----- TEXT -----

Here are notable new grant awards compiled by the Chronicle:
Bill & Melinda Gates Foundation
$315 million pledge to the CGIAR global agriculture research partnership to help 500 million smallholder farmers and livestock keepers around the world make sustainable changes to the way they grow food and feed their communities in response to climate change.
The pledge was announced at the United Nations Climate Change Conference, where scores of grant makers made commitments totaling more than $4 billion for conservation. Read more coverage of the conference in the Chronicle.
Rockefeller Foundation
$150 million commitment to support the Pandemic Prevention Institute, an international collaboration of organizations that are collecting and analyzing data to detect disease outbreaks, create an early-warning system, and quickly contain contagious illnesses.
Salesforce
$100 million over the next 10 years to make grants to nonprofit groups that advance climate justice, plant trees, and restore ecosystems in developing countries. The software company will also donate technology through its Power of Us program and connect company volunteers with charitable organizations that focus on climate action.
Jewish Community Response and Impact Fund Aligned Grant Fund
$24 million to eight organizations with programs in Jewish education, engagement, service, diversity, safety, and empowerment. The recipients are Community Security Service, Custom and Craft, Gather Inc., Jimena, M2, Moishe House, Repair the World/Jewish Service Alliance, and UJA-Federation of New York.

-----

### [WHAT YOU SHOULD DO]
Copy out the portion of the grant awards list that runs from "Here are notable" up to and including "to climate change.", word for word.

----- ENTRIES SHOWN -----

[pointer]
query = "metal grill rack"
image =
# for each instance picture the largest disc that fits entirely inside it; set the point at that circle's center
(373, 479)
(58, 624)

-----

### [RESULT OF THE EXERCISE]
Here are notable new grant awards compiled by the Chronicle:
Bill & Melinda Gates Foundation
$315 million pledge to the CGIAR global agriculture research partnership to help 500 million smallholder farmers and livestock keepers around the world make sustainable changes to the way they grow food and feed their communities in response to climate change.